Bova (Rahi Azizi) is from Uranus. Members of his race have a small, pronged antenna growing from their forehead which can generate powerful blasts of electricity. Bova has an incredible metabolism that supplements his advanced energy production, which is the reason for his incredible appetite. He will eat nearly anything, and is always hungry. Being from Uranus, and thereby "the butt of every joke," he is consistently pessimistic in every situation, a Uranian cultural trait. Bova is responsible for operating and monitoring the Christa's shields. The nature of Bova's name is never explained, but in the Season Two episode "Long Distance Calls," when Bova's father, Benn, calls to speak to his son. This is a reference to science fiction writer Ben Bova.
Rosie Ianni (Paige Christina) is from Mercury, and has the ability to produce vast amounts of heat at will. At the beginning of the series, she wears a helmet to help her control this ability, but it falls into disuse in subsequent episodes, revealing her naturally bald head, a trait of Mercurians. Because Mercury is so close to the Sun, all Mercurians have a tendency to "look on the bright side" of things, and as a result, Rosie is the mothering influence within the crew, always trying to make sure that her fellow cadets are happy and getting along. She serves as a doctor/scientist as well as acting as the communications officer on the bridge. She has a tendency to adopt seemingly cute things that turn out to be troublesome for the crew. At one point in the series, Rosie temporarily took on the power to generate telekinetic energy blasts.
Thelma (Techno Human EmuLating MAchine) (Anik Matern), the mysterious ship's only native inhabitant, is an android who often malfunctions, owing in no small part to the fact that her memory chip, a small gem residing in her forehead, is cracked. (It is unclear whether the crystal was cracked when Harlan stepped on it, or if the damage was preexisting.) She has a habit of taking things too literally, and often does not realize moderately obvious things. In season 2, her appearance changes to reflect the altered appearance of the Christa following the emergency crash on a planet. Her color changes from copper to silver and her gem changes from amber to sapphire.

:::

**Things to do**
#1 Return the part of the character descriptions starting with "Bova (Rahi Azizi)" and going on through "writer Ben Bova.", word for word.
#2 Retype the lines of the records exactly, starting with the line with "Give the innermost point of each instance of the red" and going on through the last line of the records.

**Records to use**
:::

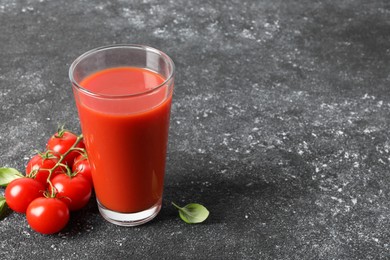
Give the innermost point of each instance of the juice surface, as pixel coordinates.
(126, 138)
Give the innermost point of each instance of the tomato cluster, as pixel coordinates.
(57, 181)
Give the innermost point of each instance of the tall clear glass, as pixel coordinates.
(123, 96)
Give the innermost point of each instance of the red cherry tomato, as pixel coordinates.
(61, 142)
(39, 165)
(47, 215)
(74, 191)
(82, 167)
(20, 192)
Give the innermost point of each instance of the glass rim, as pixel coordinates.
(120, 46)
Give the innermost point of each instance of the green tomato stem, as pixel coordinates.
(59, 163)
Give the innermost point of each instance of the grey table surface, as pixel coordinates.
(279, 125)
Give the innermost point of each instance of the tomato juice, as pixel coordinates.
(124, 115)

:::

**Responses to the exercise**
#1
Bova (Rahi Azizi) is from Uranus. Members of his race have a small, pronged antenna growing from their forehead which can generate powerful blasts of electricity. Bova has an incredible metabolism that supplements his advanced energy production, which is the reason for his incredible appetite. He will eat nearly anything, and is always hungry. Being from Uranus, and thereby "the butt of every joke," he is consistently pessimistic in every situation, a Uranian cultural trait. Bova is responsible for operating and monitoring the Christa's shields. The nature of Bova's name is never explained, but in the Season Two episode "Long Distance Calls," when Bova's father, Benn, calls to speak to his son. This is a reference to science fiction writer Ben Bova.

#2
Give the innermost point of each instance of the red cherry tomato, as pixel coordinates.
(61, 142)
(39, 165)
(47, 215)
(74, 191)
(82, 167)
(20, 192)
Give the innermost point of each instance of the glass rim, as pixel coordinates.
(120, 46)
Give the innermost point of each instance of the green tomato stem, as pixel coordinates.
(59, 163)
Give the innermost point of each instance of the grey table surface, as pixel coordinates.
(279, 125)
Give the innermost point of each instance of the tomato juice, as pixel coordinates.
(124, 115)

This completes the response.